• _PROMPT_:
Your response should contain every record below, copied exactly.

--

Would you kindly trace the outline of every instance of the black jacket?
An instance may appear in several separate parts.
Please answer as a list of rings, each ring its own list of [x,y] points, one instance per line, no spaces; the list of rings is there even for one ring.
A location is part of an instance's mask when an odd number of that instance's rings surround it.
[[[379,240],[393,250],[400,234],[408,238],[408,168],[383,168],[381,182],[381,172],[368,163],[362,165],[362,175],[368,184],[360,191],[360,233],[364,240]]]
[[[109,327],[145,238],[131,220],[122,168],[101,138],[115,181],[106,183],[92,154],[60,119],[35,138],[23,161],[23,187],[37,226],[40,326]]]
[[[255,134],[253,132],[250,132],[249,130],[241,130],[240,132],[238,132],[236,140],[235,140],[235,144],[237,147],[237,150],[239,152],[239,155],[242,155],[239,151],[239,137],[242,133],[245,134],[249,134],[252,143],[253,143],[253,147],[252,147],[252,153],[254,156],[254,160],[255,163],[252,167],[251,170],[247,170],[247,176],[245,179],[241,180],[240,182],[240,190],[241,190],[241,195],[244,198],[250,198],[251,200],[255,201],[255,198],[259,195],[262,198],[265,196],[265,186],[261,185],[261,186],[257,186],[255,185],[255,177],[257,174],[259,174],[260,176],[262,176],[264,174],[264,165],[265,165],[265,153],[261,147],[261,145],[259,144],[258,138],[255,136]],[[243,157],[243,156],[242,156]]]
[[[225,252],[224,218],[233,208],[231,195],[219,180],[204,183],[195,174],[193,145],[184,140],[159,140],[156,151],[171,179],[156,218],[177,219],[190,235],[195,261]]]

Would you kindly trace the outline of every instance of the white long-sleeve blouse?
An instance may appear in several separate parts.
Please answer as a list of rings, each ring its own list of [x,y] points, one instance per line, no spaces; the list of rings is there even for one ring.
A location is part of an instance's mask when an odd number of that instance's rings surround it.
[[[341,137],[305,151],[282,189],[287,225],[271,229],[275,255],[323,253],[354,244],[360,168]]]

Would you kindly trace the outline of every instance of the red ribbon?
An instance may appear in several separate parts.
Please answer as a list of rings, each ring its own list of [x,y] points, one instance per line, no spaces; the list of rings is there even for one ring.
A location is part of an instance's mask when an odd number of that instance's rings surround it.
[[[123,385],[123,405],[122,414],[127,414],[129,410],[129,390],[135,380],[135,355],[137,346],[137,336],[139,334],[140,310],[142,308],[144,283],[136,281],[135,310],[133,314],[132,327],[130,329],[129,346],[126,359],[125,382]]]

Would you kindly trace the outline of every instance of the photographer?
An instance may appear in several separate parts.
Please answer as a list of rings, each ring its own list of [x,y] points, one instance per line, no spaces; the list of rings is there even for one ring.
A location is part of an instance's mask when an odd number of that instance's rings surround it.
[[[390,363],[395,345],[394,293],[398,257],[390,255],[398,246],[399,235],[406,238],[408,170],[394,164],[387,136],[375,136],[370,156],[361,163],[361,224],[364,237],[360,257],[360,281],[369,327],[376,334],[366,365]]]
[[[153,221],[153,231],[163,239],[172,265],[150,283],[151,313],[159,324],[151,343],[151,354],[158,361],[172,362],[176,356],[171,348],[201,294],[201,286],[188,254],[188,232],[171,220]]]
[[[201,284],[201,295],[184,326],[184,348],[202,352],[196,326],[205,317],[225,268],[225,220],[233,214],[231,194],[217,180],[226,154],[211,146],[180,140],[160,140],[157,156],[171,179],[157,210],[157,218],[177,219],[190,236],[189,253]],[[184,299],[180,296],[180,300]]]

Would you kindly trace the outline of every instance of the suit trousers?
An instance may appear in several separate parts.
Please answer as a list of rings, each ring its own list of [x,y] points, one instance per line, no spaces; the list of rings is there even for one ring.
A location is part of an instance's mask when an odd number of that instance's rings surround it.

--

• _TASK OUTPUT_:
Would you kindly trace the outline of every instance of the black jacket?
An instance may appear in several separate parts.
Please answer as a list of rings, each ring its own list of [x,y] points, one instance per line, no spaces; the list of rings is there even for one ring.
A location is part of an instance's mask when an odd number of that instance's rings surround it.
[[[379,240],[393,250],[400,234],[408,238],[408,168],[383,168],[381,182],[381,172],[368,163],[362,165],[362,175],[368,184],[360,191],[360,233],[364,240]]]
[[[109,327],[145,238],[131,220],[122,168],[101,138],[115,181],[106,183],[92,154],[60,119],[35,138],[23,161],[23,187],[37,226],[40,326]]]
[[[255,134],[253,132],[250,132],[249,130],[241,130],[240,132],[238,132],[236,140],[235,140],[235,144],[237,147],[237,150],[239,152],[239,155],[242,155],[239,151],[239,137],[242,133],[245,134],[249,134],[252,143],[253,143],[253,147],[252,147],[252,153],[254,156],[254,160],[255,163],[252,167],[251,170],[247,170],[247,176],[245,179],[241,180],[240,182],[240,190],[241,190],[241,195],[244,198],[250,198],[251,200],[255,201],[255,198],[259,195],[262,198],[265,196],[265,186],[261,185],[261,186],[257,186],[255,185],[255,177],[257,174],[259,174],[260,176],[262,176],[264,174],[264,165],[265,165],[265,153],[261,147],[261,145],[259,144],[258,138],[255,136]],[[243,157],[243,156],[242,156]]]
[[[225,252],[224,218],[233,208],[231,195],[219,180],[204,183],[195,174],[193,145],[184,140],[159,140],[156,151],[171,179],[156,218],[177,219],[190,235],[195,261]]]

Would you kindly trace the outline of every instance of the white long-sleeve blouse?
An instance may appear in several separate parts.
Please answer as a list of rings, each ring its own list of [x,y] points, one instance per line, no spaces; the list of rings is there even for one ring.
A location is part of an instance's mask when an odd number of that instance's rings surround it.
[[[341,137],[305,151],[282,189],[287,225],[271,229],[275,255],[323,253],[354,244],[360,168]]]

Would you kindly trace the outline of every instance of the red ribbon?
An instance may appear in several separate parts.
Please answer as a list of rings, each ring its own list of [x,y] points, one instance per line, no spaces; the list of rings is there even for one ring.
A location is part of an instance's mask when an odd number of that instance's rings surround it.
[[[123,385],[123,405],[122,414],[127,414],[129,410],[129,390],[135,380],[135,355],[137,346],[137,336],[139,334],[140,310],[142,308],[144,283],[136,281],[135,310],[133,314],[132,327],[130,329],[129,346],[126,359],[125,382]]]

Would you kindly trace the outline of every instance of the photographer?
An instance may appear in several separate parts.
Please answer as a list of rings, each ring its own list of [x,y] points, one instance per line, no spaces; the list of rings is there even for one ring.
A location is part of an instance's mask when an odd number of that instance's rings surround it.
[[[390,363],[395,345],[394,293],[398,257],[390,255],[398,246],[399,235],[406,238],[408,170],[394,164],[387,136],[375,136],[370,156],[361,163],[361,224],[364,237],[360,257],[360,281],[369,327],[376,334],[366,365]]]
[[[153,221],[153,231],[163,239],[172,265],[150,283],[151,313],[159,324],[151,343],[151,354],[158,361],[172,362],[176,356],[171,348],[201,294],[201,286],[188,254],[188,232],[171,220]]]
[[[201,284],[201,295],[184,326],[184,348],[202,352],[196,326],[205,317],[225,268],[225,220],[233,214],[231,194],[217,180],[226,154],[211,146],[180,140],[160,140],[157,156],[171,179],[157,210],[157,218],[177,219],[190,236],[189,253]],[[184,299],[180,296],[180,300]]]

Would you kindly trace the outline of every instance of the suit trousers?
An instance may appear in several separate parts.
Please answer as a list of rings, each ring its own list of [x,y] points, one instance per line, no spaces; the list of rings is there even for one ring.
A location is part of an instance's mask when an odd number of that instance's rings surround it.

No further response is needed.